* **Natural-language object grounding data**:
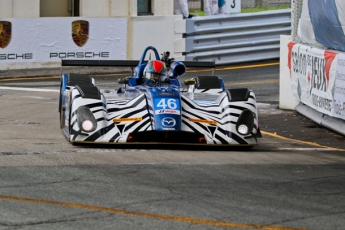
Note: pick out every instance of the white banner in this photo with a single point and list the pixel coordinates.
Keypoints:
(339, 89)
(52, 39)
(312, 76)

* * *

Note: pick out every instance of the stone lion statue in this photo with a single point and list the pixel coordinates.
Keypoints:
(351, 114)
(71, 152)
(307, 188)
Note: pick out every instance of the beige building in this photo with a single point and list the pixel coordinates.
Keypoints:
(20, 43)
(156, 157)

* **What is needed**: Check which lines of the entries hold the word "list", then please give only how many there are.

* **Task result**: 3